WRITTEN INSTRUCTION: Pick out and copy every line in the material below that contains the string "storm". Case matters.

MATERIAL SUPPLIED:
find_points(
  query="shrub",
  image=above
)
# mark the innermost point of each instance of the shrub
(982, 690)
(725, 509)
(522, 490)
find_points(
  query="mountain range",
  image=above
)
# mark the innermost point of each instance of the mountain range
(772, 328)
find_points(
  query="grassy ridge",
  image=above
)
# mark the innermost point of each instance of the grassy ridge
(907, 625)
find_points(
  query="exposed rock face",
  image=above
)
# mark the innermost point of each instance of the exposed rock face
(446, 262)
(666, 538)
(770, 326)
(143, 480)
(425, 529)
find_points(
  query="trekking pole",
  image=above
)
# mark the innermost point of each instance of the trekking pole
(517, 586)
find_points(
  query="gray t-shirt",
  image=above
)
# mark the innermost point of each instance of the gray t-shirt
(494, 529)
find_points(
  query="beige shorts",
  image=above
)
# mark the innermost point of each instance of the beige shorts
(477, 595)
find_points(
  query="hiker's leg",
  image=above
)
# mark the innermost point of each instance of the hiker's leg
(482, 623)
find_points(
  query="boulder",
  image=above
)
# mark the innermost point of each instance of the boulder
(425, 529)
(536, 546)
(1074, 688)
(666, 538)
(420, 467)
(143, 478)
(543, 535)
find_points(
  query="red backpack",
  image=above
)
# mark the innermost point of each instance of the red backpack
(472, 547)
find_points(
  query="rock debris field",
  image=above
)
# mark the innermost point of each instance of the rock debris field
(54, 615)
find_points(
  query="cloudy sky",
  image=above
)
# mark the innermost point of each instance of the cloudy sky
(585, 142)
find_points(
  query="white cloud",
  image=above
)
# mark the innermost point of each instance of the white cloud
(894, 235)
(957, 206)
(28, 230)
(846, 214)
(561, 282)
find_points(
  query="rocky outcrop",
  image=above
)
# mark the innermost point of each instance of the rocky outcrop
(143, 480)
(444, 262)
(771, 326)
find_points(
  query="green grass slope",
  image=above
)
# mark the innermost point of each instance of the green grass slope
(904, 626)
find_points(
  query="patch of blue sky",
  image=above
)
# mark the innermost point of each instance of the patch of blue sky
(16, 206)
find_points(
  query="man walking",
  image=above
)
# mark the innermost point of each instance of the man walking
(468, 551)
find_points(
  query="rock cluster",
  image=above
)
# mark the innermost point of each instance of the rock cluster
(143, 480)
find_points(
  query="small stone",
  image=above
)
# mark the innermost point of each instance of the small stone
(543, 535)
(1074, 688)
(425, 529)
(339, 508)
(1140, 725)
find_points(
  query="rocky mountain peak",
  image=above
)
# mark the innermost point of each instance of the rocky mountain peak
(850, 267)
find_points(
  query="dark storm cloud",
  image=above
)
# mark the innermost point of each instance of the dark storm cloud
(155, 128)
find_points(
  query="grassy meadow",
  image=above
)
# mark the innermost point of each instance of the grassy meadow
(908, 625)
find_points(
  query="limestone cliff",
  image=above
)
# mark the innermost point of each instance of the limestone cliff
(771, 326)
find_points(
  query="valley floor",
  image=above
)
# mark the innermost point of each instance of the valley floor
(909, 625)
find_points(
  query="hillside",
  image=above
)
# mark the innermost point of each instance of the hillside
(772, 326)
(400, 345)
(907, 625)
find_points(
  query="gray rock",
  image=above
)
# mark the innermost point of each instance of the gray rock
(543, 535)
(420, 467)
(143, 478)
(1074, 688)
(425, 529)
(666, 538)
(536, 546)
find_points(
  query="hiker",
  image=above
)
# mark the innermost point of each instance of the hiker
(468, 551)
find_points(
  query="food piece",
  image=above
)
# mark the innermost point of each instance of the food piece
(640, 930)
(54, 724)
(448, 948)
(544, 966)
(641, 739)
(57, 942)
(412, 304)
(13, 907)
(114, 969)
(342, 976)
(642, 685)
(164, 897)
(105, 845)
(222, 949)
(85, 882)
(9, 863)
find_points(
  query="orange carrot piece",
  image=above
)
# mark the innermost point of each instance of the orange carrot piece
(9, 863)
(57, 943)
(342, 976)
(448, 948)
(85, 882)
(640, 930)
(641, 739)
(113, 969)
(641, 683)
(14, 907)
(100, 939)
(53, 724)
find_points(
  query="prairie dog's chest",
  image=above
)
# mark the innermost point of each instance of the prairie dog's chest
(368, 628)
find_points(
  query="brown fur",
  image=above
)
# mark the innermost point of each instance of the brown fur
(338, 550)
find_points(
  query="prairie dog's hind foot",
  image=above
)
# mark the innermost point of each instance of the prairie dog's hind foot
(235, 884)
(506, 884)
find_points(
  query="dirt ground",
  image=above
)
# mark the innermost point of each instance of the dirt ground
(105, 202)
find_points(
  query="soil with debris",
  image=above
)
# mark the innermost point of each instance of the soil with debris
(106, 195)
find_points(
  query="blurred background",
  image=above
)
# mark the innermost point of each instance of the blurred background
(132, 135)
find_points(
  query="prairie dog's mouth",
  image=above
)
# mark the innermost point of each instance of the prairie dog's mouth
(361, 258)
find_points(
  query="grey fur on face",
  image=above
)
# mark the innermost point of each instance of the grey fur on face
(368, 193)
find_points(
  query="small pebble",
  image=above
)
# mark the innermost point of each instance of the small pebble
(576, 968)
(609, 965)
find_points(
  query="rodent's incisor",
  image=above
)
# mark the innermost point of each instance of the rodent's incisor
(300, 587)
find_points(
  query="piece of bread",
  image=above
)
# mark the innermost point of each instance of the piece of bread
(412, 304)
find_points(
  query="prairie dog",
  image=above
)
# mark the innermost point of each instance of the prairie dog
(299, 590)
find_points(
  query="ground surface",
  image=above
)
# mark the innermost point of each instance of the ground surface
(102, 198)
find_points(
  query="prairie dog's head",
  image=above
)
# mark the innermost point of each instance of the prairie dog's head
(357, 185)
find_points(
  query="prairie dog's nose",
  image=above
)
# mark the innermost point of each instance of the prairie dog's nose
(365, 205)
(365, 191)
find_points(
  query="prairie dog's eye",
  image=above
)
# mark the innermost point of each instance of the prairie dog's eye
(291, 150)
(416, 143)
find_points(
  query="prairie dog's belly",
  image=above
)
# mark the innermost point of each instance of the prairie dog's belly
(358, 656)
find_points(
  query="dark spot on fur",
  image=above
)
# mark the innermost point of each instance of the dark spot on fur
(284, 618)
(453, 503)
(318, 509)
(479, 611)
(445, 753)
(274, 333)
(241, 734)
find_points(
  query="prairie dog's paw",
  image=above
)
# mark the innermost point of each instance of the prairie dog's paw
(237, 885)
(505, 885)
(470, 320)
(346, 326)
==
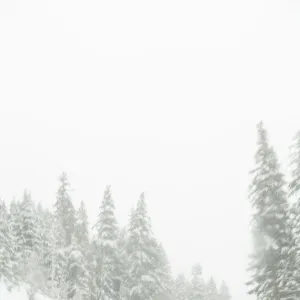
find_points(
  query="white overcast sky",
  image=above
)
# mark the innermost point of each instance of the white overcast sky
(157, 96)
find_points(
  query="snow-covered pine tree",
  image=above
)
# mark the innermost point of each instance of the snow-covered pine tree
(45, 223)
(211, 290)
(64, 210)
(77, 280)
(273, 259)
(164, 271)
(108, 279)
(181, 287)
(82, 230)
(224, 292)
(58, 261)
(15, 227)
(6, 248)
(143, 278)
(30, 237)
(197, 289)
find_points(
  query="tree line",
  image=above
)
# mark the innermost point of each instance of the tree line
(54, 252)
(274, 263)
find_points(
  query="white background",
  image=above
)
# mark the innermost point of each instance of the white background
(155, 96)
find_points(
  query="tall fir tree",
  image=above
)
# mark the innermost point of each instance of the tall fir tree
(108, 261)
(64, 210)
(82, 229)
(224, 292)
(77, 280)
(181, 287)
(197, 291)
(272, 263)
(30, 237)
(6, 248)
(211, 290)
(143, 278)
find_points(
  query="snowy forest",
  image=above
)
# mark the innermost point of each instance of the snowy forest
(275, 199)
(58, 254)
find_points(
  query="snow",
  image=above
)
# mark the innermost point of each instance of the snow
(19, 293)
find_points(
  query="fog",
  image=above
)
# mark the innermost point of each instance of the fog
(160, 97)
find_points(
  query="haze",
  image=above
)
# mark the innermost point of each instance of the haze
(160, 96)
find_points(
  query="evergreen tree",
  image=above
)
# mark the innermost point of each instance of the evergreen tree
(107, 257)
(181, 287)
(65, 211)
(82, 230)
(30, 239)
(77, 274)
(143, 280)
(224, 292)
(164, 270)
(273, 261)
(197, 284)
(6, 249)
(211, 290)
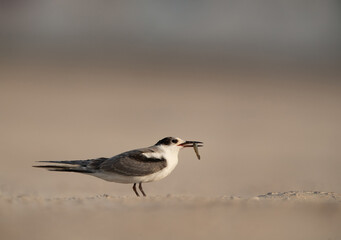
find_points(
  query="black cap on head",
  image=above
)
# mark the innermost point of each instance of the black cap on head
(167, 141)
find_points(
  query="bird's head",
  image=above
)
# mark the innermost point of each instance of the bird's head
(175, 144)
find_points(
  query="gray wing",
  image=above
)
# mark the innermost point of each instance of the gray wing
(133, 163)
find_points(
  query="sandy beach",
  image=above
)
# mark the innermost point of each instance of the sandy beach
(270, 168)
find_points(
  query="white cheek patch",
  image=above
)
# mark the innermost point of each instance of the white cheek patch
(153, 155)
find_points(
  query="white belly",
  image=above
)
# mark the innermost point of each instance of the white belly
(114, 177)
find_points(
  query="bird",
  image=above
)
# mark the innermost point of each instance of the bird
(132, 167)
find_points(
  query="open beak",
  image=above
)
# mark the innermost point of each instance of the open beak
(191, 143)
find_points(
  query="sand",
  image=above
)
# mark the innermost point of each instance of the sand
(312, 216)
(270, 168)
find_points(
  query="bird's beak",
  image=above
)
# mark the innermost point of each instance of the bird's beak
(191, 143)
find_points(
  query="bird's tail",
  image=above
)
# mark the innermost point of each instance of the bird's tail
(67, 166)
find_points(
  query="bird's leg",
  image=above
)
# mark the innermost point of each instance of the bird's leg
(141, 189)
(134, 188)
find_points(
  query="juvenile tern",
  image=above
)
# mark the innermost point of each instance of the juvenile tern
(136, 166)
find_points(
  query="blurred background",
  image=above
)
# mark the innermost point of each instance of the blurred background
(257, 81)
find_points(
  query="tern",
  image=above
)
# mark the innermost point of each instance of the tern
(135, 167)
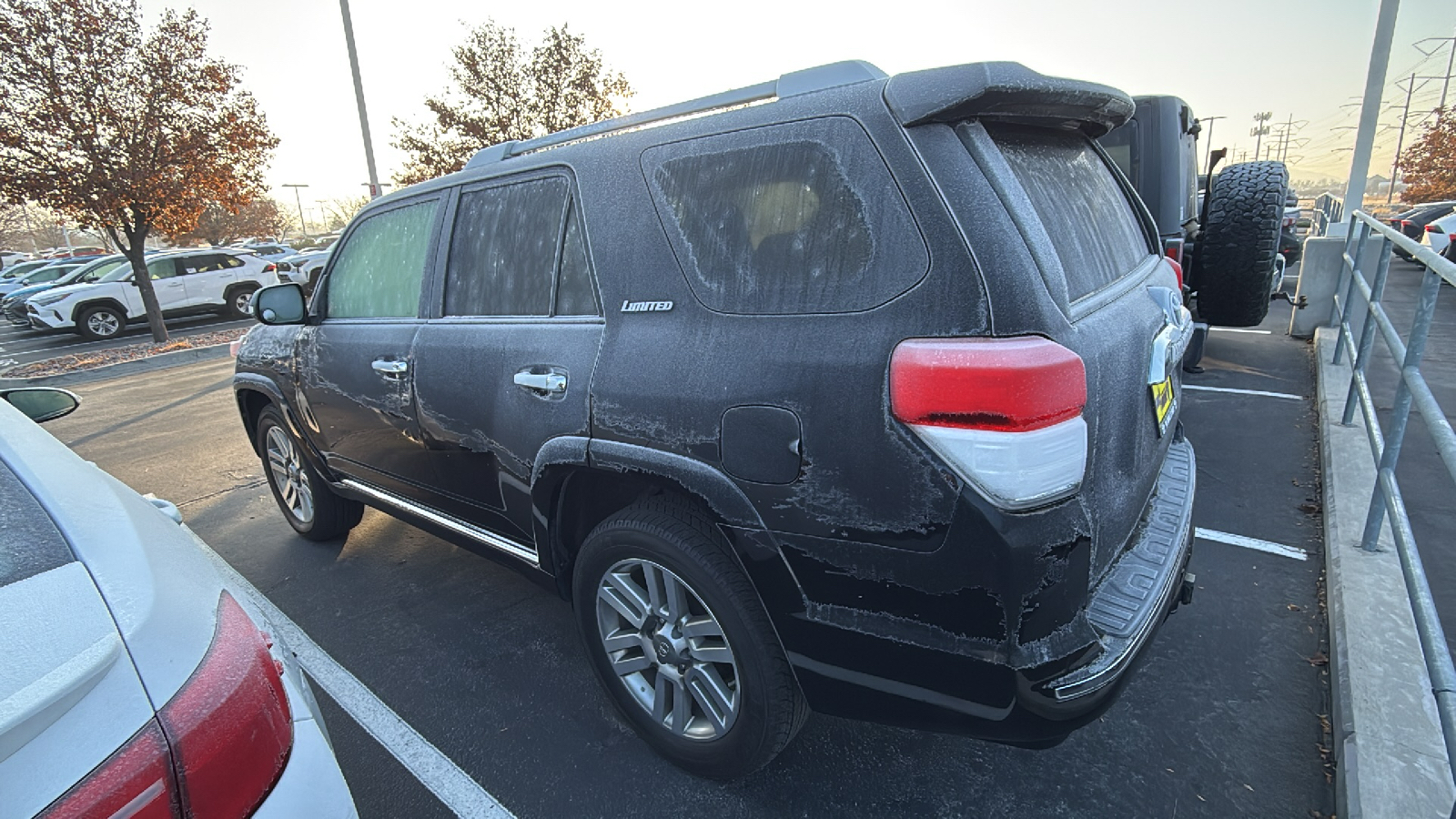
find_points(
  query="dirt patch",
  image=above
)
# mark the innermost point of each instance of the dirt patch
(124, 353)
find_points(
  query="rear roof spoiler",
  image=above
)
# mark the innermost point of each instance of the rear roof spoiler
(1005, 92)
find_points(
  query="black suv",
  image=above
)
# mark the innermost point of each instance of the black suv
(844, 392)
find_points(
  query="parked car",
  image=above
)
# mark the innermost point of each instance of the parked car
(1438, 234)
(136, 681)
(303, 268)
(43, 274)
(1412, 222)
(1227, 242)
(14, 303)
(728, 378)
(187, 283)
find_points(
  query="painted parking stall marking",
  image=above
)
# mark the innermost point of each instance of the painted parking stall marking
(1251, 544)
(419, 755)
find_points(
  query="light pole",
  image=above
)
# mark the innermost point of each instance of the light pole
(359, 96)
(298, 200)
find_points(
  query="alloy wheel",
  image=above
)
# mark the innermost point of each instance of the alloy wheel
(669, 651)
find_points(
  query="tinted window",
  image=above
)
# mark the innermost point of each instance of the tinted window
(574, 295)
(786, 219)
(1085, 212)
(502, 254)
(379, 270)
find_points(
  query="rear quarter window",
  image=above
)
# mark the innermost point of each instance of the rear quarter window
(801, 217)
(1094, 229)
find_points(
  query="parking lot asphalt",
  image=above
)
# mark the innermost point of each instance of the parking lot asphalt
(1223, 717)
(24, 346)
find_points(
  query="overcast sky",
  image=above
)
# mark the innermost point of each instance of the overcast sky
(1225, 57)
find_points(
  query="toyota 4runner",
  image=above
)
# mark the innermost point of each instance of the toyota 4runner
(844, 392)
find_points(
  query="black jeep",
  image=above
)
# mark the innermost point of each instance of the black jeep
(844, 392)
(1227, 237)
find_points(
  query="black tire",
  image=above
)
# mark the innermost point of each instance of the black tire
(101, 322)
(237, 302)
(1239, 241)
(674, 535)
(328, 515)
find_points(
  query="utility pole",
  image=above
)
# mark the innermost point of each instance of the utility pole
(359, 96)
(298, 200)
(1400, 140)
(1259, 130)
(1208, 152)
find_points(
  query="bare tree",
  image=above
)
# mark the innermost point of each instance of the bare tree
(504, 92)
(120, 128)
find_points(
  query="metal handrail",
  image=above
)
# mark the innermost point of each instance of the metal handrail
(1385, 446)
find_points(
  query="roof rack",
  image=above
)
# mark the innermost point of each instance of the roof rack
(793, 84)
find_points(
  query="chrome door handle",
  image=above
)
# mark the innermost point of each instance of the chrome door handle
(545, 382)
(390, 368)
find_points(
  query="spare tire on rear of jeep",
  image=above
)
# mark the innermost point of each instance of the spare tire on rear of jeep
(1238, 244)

ANSWER IN FULL:
  query="dark storm cloud",
# mark the innermost point of each instance of the dark storm cloud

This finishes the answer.